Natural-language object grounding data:
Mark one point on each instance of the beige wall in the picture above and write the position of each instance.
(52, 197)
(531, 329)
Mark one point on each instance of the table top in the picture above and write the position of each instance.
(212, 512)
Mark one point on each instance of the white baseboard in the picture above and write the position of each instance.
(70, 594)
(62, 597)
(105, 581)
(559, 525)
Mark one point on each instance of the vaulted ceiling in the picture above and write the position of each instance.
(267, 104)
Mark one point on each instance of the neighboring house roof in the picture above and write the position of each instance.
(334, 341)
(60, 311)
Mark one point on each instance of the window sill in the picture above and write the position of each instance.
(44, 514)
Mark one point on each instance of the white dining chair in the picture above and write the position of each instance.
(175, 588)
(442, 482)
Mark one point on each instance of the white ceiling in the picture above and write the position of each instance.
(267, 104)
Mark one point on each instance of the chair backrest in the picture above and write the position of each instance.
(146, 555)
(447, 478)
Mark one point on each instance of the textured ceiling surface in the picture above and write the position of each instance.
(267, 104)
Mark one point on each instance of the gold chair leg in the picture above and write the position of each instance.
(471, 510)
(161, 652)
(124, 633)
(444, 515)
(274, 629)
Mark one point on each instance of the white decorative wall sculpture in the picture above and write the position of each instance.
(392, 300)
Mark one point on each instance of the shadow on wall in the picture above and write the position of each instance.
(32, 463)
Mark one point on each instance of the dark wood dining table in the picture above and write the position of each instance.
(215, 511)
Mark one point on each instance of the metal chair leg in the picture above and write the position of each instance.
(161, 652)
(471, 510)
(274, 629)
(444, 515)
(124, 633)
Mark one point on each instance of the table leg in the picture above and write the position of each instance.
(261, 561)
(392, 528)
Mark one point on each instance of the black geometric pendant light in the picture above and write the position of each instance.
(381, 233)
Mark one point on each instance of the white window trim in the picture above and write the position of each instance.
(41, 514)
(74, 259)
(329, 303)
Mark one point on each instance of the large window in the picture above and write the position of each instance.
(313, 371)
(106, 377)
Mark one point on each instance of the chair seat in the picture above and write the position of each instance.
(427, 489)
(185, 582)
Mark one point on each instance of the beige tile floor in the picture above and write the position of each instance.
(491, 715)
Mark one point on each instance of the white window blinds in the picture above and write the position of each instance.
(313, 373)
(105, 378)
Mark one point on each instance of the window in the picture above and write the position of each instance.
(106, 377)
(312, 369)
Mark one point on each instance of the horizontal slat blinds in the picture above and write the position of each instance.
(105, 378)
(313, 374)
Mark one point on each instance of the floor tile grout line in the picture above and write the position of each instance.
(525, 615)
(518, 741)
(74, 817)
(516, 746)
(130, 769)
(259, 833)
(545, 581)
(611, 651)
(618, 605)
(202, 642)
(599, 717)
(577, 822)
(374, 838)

About this exercise => All of the data, start to finish: please output it exactly.

Solved problem =>
Mark one point on each instance of the beige wall in the picture above and write the position of each instance.
(52, 197)
(531, 329)
Mark one point on each instance of the table top in the picture above and write the position of each instance.
(212, 512)
Mark one point on each instance of the white baseboard in the picture above and write the position of each instance.
(70, 594)
(62, 597)
(105, 581)
(559, 525)
Mark one point on each instance of the vaulted ceiling in the picture above and write the position of each instance.
(267, 104)
Mark one point on each instance of the neighboring house roof in the picture above and write the position of each instance.
(334, 341)
(60, 311)
Mark one point on each instance of the window sill in the picture above and write the position of each instance.
(44, 514)
Mark one point on each instance of the white dining chair in the picture above and write the position of each instance.
(175, 588)
(442, 482)
Mark one point on each instance of the white ceiling in the picture above and write the position of each instance.
(267, 104)
Mark one point on each instance of the chair backrest in the picture above and write the position of each instance.
(146, 555)
(447, 478)
Mark one point on each instance of the textured ceiling surface in the picture above and write the position of each instance.
(267, 104)
Mark one point on each instance of the gold chair leg in the picture above and write the position of each instance.
(471, 510)
(161, 652)
(124, 633)
(444, 515)
(274, 629)
Mark one point on each instance of the white decorative wall sculpture in the picture above and write the position of each instance.
(392, 300)
Mark one point on each instance of the shadow on wall in the picture above and write the position of each instance.
(32, 463)
Mark one point on each instance of the dark wood dining table in the picture above and write the position of each instance.
(215, 511)
Mark one point on each instance of the metal chair leg in the picture above and write the position of each instance.
(161, 652)
(471, 510)
(274, 629)
(444, 515)
(124, 633)
Mark one point on each instance of the table leg in the picture above and write the position of each instance.
(261, 561)
(392, 528)
Mark one point on each instance of the black geometric pendant light in the picture above and write the position of each instance.
(381, 233)
Mark one point on each instance of the white window trim in the picture above and write the position of each instance.
(41, 514)
(74, 259)
(329, 303)
Mark one point on each instance of the large window in the picture above and write the position of each instance.
(313, 371)
(106, 377)
Mark one point on each instance of the chair seat in the picture above and write the position of each instance.
(427, 489)
(185, 582)
Mark one point on each instance of the beige tile floor in the picture above and write the position of each instance.
(491, 715)
Mark one point on each instance of the white window blinds in the picture above and write the position of each instance.
(313, 373)
(105, 378)
Mark one point on each instance of the window in the picture above and write the position of each instance.
(106, 377)
(312, 369)
Mark one point on each instance of the horizontal slat blinds in the picture above and write the position of each instance.
(105, 378)
(313, 374)
Mark one point on each instance of the floor tile grout line in the picture above and write the position of each instance.
(525, 615)
(518, 741)
(74, 817)
(516, 746)
(130, 769)
(259, 833)
(545, 581)
(611, 651)
(618, 605)
(202, 642)
(599, 717)
(577, 822)
(374, 838)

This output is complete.